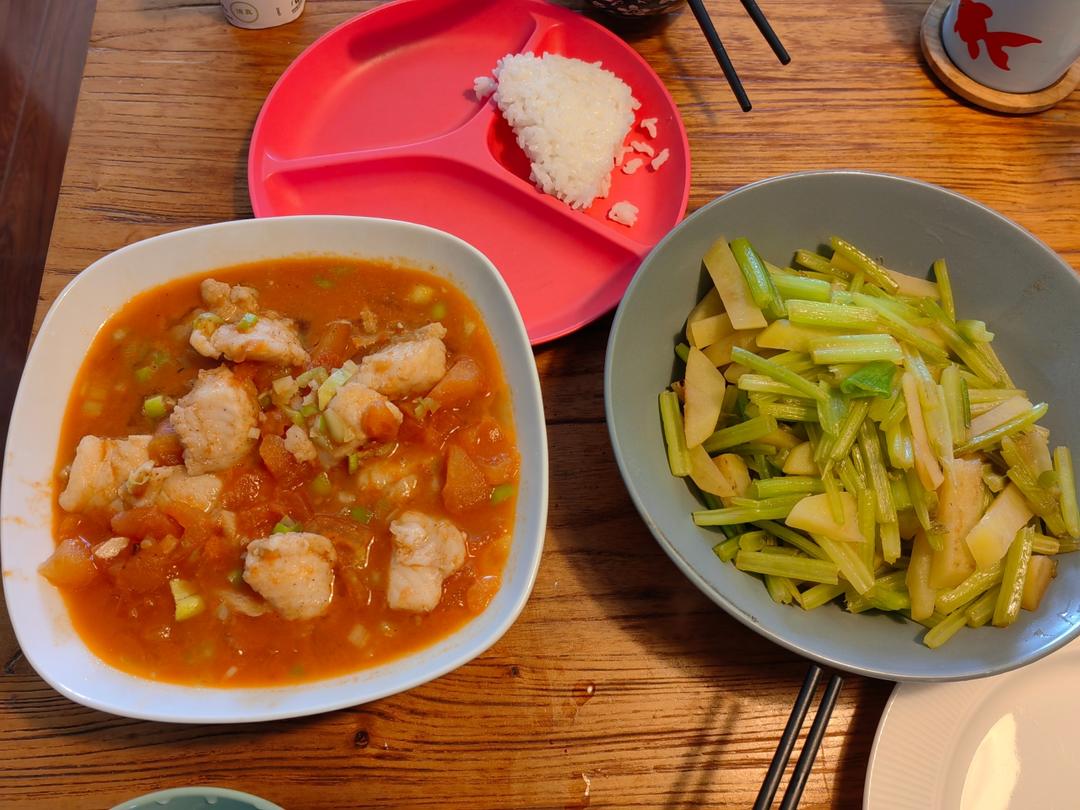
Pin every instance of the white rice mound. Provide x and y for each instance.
(570, 119)
(624, 213)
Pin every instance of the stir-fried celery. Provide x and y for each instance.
(852, 437)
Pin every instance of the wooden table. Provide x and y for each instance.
(620, 686)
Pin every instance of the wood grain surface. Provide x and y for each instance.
(620, 686)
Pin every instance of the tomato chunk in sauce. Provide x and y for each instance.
(283, 471)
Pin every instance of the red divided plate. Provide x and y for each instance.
(378, 118)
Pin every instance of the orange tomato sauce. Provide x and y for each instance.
(125, 612)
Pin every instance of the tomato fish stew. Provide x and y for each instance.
(286, 470)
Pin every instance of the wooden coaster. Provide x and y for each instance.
(963, 85)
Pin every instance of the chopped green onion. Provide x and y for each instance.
(321, 485)
(742, 433)
(361, 514)
(153, 407)
(1066, 481)
(855, 349)
(285, 525)
(833, 315)
(873, 379)
(1007, 608)
(874, 272)
(1006, 429)
(779, 565)
(761, 287)
(247, 322)
(501, 493)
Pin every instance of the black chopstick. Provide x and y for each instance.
(786, 744)
(770, 36)
(705, 23)
(810, 747)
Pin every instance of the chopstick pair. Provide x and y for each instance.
(705, 23)
(810, 747)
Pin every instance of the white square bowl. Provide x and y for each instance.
(37, 609)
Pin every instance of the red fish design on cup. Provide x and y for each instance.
(971, 28)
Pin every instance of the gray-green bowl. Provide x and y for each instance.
(198, 798)
(1002, 274)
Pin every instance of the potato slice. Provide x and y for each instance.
(732, 287)
(813, 515)
(704, 397)
(707, 475)
(800, 461)
(994, 534)
(1040, 570)
(959, 508)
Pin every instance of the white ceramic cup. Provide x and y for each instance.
(261, 13)
(1014, 45)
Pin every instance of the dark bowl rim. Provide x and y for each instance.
(707, 589)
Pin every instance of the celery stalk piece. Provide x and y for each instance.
(874, 379)
(855, 349)
(671, 420)
(982, 441)
(778, 373)
(760, 383)
(731, 284)
(953, 388)
(849, 428)
(782, 334)
(734, 515)
(902, 328)
(818, 595)
(791, 412)
(994, 534)
(1013, 572)
(864, 516)
(974, 332)
(704, 397)
(982, 609)
(971, 588)
(945, 288)
(791, 285)
(797, 568)
(1066, 480)
(922, 594)
(926, 464)
(812, 514)
(785, 485)
(761, 287)
(801, 542)
(945, 630)
(737, 434)
(727, 550)
(836, 507)
(961, 348)
(832, 315)
(874, 272)
(1040, 571)
(814, 261)
(846, 556)
(871, 446)
(898, 441)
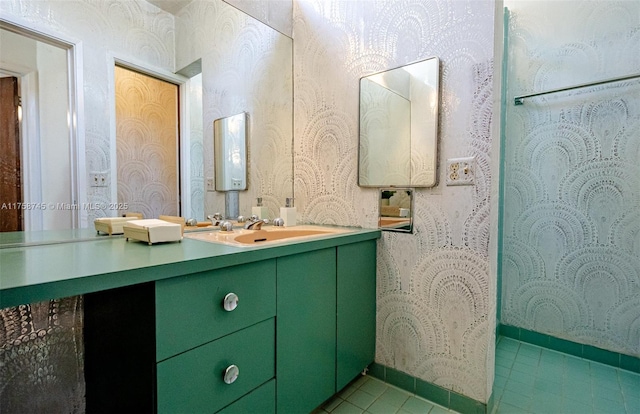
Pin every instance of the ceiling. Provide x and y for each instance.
(171, 6)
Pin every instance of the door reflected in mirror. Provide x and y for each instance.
(399, 126)
(230, 152)
(396, 209)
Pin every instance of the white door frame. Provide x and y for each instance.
(30, 137)
(184, 170)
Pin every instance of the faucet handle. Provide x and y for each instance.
(226, 226)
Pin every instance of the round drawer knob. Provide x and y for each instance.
(231, 374)
(230, 302)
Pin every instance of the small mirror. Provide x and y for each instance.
(399, 126)
(396, 209)
(230, 152)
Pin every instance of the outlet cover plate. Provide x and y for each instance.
(461, 171)
(98, 179)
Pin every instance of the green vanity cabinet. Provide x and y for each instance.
(306, 330)
(356, 310)
(208, 325)
(197, 381)
(326, 306)
(190, 309)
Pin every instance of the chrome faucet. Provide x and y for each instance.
(216, 219)
(254, 223)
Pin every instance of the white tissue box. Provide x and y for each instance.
(111, 225)
(152, 231)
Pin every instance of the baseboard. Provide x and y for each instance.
(592, 353)
(429, 391)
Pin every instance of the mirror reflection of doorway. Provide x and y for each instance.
(11, 183)
(147, 144)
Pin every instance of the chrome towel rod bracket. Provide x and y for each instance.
(519, 100)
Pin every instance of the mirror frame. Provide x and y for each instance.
(78, 186)
(435, 112)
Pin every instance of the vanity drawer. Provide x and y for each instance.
(194, 381)
(262, 400)
(190, 310)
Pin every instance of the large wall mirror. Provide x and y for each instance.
(399, 126)
(103, 35)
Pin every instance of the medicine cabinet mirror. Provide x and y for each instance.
(396, 209)
(399, 126)
(230, 152)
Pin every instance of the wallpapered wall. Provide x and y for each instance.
(436, 298)
(41, 351)
(146, 144)
(572, 198)
(131, 30)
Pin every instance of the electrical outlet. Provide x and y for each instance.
(461, 171)
(99, 179)
(211, 184)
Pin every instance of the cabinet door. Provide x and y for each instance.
(356, 319)
(306, 330)
(195, 381)
(262, 400)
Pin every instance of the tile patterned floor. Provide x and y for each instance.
(531, 379)
(369, 395)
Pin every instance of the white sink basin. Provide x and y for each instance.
(266, 235)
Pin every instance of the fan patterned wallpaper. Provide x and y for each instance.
(436, 297)
(247, 67)
(41, 352)
(571, 264)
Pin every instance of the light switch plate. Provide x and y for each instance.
(211, 184)
(461, 171)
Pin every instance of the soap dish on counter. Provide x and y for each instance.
(152, 231)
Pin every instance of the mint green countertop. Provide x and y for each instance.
(78, 265)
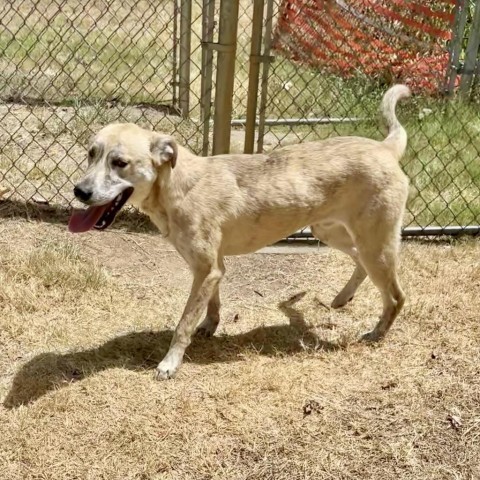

##########

- Exercise aim: Copy out the stretch of lines from the one containing "Pin every instance of the tile" through the last line, leaving out any pictures.

- Completed exercise:
Pin every instance of the tile patterned floor. Provide x and y for each instance.
(531, 379)
(369, 395)
Pin every instance of the white sink basin. Provide x and y for each instance.
(266, 235)
Pin every instance of the fan patterned wallpaper. Provide x and y for each instance.
(436, 297)
(247, 67)
(41, 352)
(571, 264)
Pin every instance of the light switch plate. Provide x and y for each instance.
(211, 184)
(461, 171)
Pin every instance of the soap dish on counter. Provide x and y for each instance.
(152, 231)
Pin every instance of the mint green countertop. Provide x and y for each instance.
(78, 265)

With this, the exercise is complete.